WHAT YOU ARE ASKED TO DO:
Scan the records for the line containing "of the teal"; extract it and all later lines, verbatim, through the end, and nothing before it.

Data items:
*****
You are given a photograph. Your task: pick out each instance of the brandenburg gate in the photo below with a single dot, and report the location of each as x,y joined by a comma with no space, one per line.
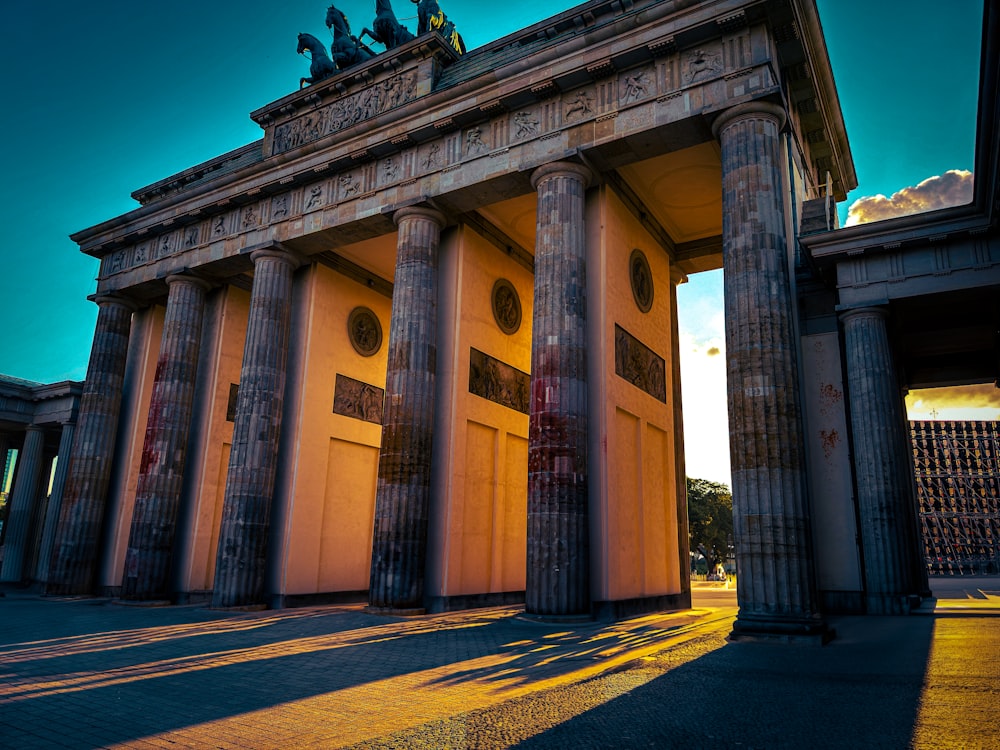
418,344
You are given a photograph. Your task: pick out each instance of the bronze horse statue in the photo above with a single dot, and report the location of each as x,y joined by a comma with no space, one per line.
347,49
430,16
386,28
322,66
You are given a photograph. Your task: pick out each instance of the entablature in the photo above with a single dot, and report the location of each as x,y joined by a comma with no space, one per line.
641,78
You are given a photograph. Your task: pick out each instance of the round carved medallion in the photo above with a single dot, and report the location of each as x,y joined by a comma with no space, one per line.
506,306
365,331
642,280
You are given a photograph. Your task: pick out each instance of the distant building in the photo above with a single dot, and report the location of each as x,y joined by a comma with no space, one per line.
957,468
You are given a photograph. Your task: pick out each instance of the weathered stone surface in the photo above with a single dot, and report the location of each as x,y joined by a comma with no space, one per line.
161,470
680,469
771,525
883,466
55,502
74,562
253,460
402,502
22,505
558,570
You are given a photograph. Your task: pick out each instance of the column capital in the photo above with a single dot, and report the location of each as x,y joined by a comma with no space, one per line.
420,212
557,168
188,278
277,252
869,311
110,298
749,110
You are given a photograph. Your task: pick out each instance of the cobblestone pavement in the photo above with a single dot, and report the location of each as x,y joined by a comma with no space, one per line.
84,673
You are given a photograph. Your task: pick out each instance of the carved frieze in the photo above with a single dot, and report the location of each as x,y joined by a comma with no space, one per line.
623,101
506,306
358,400
234,394
365,331
499,382
640,365
347,111
641,279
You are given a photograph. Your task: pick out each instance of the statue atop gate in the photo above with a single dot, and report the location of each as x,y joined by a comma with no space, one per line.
348,50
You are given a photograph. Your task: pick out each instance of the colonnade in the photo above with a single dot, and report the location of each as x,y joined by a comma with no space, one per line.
777,591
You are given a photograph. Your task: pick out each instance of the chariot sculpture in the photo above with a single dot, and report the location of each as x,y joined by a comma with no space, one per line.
348,50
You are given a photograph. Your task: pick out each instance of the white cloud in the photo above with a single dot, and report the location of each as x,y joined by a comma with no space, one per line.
706,417
953,188
959,403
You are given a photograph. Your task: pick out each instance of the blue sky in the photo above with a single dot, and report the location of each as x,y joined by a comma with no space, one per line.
103,98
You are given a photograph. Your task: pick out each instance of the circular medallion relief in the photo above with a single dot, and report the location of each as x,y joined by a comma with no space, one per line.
506,306
642,280
364,331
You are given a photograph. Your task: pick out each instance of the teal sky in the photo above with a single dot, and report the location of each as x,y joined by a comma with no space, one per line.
103,98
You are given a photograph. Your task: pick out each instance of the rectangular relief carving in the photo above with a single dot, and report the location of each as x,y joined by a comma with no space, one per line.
358,400
640,365
497,381
345,112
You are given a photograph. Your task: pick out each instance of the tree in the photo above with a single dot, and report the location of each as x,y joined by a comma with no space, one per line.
710,519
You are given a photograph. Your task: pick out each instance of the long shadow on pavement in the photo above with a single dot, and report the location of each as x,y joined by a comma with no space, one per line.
*****
EXERCISE ANSWER:
You are given a photograph. Your task: pick out each instance of the teal sky in the photo above with a single dot, and report the location of each as x,y joined by a comma with no space, one per line.
103,98
You are given a photograph. Your task: pick out each instance of the rectangular relief carving in the photo above with a single dot, and report the location of each as x,y joined by a comma with no space, one per line.
358,400
640,365
497,381
345,112
You are given a photograph. Your task: pick out each instance of the tree in the photo above with a single dot, and report the location of each as x,y joined by a comma with no space, one per line.
710,519
You are given a photograph. Your task: pick out each instance of the long shadow on pavement in the photo above with a single dot, and report the location of each as x,y joined by a comma with no space, one per line.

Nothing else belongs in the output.